==== Dataset excerpts ====

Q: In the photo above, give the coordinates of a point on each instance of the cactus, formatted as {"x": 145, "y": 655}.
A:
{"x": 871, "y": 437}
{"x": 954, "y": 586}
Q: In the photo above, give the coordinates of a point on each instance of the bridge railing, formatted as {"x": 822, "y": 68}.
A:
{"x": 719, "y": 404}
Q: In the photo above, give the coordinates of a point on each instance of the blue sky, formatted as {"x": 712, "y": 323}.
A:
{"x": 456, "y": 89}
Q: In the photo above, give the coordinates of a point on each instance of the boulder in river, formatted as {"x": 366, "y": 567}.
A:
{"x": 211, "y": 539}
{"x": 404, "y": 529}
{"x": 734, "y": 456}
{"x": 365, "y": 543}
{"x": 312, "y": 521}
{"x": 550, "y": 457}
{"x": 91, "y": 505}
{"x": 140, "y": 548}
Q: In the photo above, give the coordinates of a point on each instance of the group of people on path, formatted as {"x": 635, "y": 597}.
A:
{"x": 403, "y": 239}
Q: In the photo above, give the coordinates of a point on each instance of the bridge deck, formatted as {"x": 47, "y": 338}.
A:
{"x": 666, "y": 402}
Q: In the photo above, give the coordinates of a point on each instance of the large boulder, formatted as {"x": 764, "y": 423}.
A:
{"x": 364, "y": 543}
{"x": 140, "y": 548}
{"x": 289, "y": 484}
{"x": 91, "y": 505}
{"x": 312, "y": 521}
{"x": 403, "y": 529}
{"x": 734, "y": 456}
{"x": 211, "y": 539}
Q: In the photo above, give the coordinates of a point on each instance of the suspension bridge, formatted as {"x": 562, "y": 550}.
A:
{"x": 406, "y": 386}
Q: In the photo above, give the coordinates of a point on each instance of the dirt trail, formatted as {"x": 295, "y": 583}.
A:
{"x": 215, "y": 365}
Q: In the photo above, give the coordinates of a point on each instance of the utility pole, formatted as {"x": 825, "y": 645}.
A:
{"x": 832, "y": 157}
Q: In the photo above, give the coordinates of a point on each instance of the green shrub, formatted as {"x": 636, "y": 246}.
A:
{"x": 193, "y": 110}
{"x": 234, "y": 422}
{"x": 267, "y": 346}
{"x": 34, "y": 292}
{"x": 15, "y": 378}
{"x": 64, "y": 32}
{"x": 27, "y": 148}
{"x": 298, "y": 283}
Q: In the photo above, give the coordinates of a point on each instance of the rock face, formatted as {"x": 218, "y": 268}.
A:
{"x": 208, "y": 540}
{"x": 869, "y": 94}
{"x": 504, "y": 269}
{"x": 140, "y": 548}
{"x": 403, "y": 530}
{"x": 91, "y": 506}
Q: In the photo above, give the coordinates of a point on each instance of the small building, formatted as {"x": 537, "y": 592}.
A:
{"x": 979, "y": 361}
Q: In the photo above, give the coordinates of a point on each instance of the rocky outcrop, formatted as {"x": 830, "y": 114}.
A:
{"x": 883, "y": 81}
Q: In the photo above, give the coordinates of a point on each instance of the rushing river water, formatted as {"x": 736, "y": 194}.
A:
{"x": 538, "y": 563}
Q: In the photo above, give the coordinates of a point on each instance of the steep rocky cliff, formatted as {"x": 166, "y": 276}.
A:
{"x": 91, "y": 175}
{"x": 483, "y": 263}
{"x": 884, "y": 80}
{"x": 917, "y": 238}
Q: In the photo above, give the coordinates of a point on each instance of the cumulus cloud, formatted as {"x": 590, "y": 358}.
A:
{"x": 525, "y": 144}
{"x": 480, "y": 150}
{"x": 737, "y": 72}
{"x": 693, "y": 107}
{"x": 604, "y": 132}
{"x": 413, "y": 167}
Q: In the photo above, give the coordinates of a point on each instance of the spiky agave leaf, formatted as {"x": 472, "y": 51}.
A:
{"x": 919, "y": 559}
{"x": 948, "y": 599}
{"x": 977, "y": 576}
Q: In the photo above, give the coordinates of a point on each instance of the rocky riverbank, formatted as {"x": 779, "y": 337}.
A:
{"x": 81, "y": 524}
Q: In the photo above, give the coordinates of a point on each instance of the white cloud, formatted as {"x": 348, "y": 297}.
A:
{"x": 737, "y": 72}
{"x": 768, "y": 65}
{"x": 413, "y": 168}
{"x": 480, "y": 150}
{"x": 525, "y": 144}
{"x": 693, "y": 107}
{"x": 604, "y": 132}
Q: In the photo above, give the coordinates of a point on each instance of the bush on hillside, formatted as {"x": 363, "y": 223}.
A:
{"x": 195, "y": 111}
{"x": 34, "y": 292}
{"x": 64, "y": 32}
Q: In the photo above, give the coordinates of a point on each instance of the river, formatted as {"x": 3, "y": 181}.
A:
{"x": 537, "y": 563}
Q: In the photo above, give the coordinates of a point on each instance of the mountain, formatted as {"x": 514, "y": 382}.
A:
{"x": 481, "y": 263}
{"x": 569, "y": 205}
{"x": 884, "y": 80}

====

__Exercise aim__
Rewrite all the lines above as a numbered list, leaving out any blank lines.

__Complete response__
1. Q: In the photo above, give the coordinates of a point on each instance of the cactus, formatted as {"x": 145, "y": 655}.
2. A:
3. {"x": 871, "y": 437}
4. {"x": 954, "y": 586}
5. Q: In the photo above, give the coordinates of a point on each instance of the bridge railing, formatted as {"x": 822, "y": 68}.
6. A:
7. {"x": 719, "y": 404}
8. Q: In the photo above, give the coordinates of a point on each instance of the blue sky, formatted as {"x": 712, "y": 323}.
9. A:
10. {"x": 456, "y": 89}
11. Q: In the photo above, give the coordinates of a point on each instance of the boulder in river, formatted as {"x": 366, "y": 567}.
12. A:
13. {"x": 211, "y": 539}
14. {"x": 404, "y": 529}
15. {"x": 734, "y": 456}
16. {"x": 365, "y": 543}
17. {"x": 312, "y": 521}
18. {"x": 550, "y": 457}
19. {"x": 91, "y": 505}
20. {"x": 140, "y": 548}
21. Q: In the photo above, give the coordinates of a point on each instance of the group of people on path, formatted as {"x": 635, "y": 597}.
22. A:
23. {"x": 403, "y": 239}
24. Q: In the photo above, give the coordinates of a point on each instance of the bridge deck, formatted as {"x": 47, "y": 338}.
25. A:
26. {"x": 666, "y": 402}
27. Q: In the photo above, give the coordinates of a point on each instance of the large boulder, formatted as {"x": 764, "y": 423}.
28. A:
29. {"x": 364, "y": 543}
30. {"x": 140, "y": 548}
31. {"x": 289, "y": 484}
32. {"x": 91, "y": 505}
33. {"x": 312, "y": 521}
34. {"x": 403, "y": 529}
35. {"x": 734, "y": 456}
36. {"x": 211, "y": 539}
37. Q: In the photo above, give the coordinates of a point on each instance of the suspension bridge, formatted as {"x": 562, "y": 550}.
38. A:
39. {"x": 406, "y": 386}
40. Q: In the photo above, give the coordinates of a point on each instance of the dirt trail, formatted as {"x": 295, "y": 583}.
41. A:
42. {"x": 215, "y": 365}
43. Q: In the photo above, give the coordinates of a point on each instance of the utility pole, formatted as {"x": 825, "y": 645}.
44. A:
45. {"x": 832, "y": 157}
46. Q: In the photo above, give the coordinates of a point on each instance of the green shrub, formatted as {"x": 636, "y": 246}.
47. A:
48. {"x": 193, "y": 110}
49. {"x": 234, "y": 422}
50. {"x": 267, "y": 346}
51. {"x": 34, "y": 292}
52. {"x": 15, "y": 378}
53. {"x": 64, "y": 32}
54. {"x": 27, "y": 148}
55. {"x": 298, "y": 283}
56. Q: In the photo above, give the coordinates of a point on each instance of the rock face, formatted as {"x": 218, "y": 268}.
57. A:
58. {"x": 208, "y": 540}
59. {"x": 869, "y": 94}
60. {"x": 504, "y": 269}
61. {"x": 140, "y": 548}
62. {"x": 403, "y": 530}
63. {"x": 91, "y": 506}
64. Q: In the photo above, give the coordinates of a point on each instance of the small building, formatted as {"x": 537, "y": 592}.
65. A:
66. {"x": 979, "y": 361}
67. Q: In the photo above, give the coordinates of a point on each instance of the rocky outcrop, formatted as {"x": 830, "y": 114}.
68. A:
69. {"x": 883, "y": 81}
70. Q: In the photo above, give the coordinates of a point on each instance of the rushing river water, formatted as {"x": 736, "y": 194}.
71. A:
72. {"x": 538, "y": 563}
73. Q: In the photo above, give the coordinates of a point on each instance of the steep rocky cliff, formatted as {"x": 166, "y": 276}.
74. A:
75. {"x": 91, "y": 175}
76. {"x": 483, "y": 263}
77. {"x": 884, "y": 80}
78. {"x": 917, "y": 238}
79. Q: In the photo above, give the coordinates of a point on each instance of the cumulus cloud, formatted as {"x": 590, "y": 358}.
80. A:
81. {"x": 525, "y": 144}
82. {"x": 480, "y": 150}
83. {"x": 737, "y": 72}
84. {"x": 693, "y": 107}
85. {"x": 604, "y": 132}
86. {"x": 413, "y": 167}
87. Q: In the photo above, give the coordinates of a point on each instance of the spiky agave leaf, formatted as {"x": 472, "y": 51}.
88. A:
89. {"x": 919, "y": 559}
90. {"x": 948, "y": 599}
91. {"x": 977, "y": 576}
92. Q: In the photo above, give the coordinates of a point on each instance of the rocky riverbank, formatted as {"x": 779, "y": 337}.
93. A:
94. {"x": 81, "y": 524}
95. Q: In the photo above, give the coordinates of a point on each instance of the white cloud, formatted as {"x": 348, "y": 297}.
96. A:
97. {"x": 737, "y": 72}
98. {"x": 768, "y": 65}
99. {"x": 413, "y": 168}
100. {"x": 480, "y": 150}
101. {"x": 525, "y": 144}
102. {"x": 693, "y": 107}
103. {"x": 604, "y": 132}
104. Q: In the photo above, give the coordinates of a point on each instance of the bush on hillside, formatted as {"x": 363, "y": 223}.
105. A:
106. {"x": 195, "y": 111}
107. {"x": 34, "y": 292}
108. {"x": 64, "y": 32}
109. Q: In the photo above, give the coordinates of a point on each instance of the river, formatted as {"x": 3, "y": 181}.
110. A:
111. {"x": 537, "y": 563}
112. Q: In the photo above, give the coordinates of a point on each instance of the mountain, formatted as {"x": 514, "y": 382}.
113. A:
114. {"x": 481, "y": 263}
115. {"x": 569, "y": 205}
116. {"x": 884, "y": 80}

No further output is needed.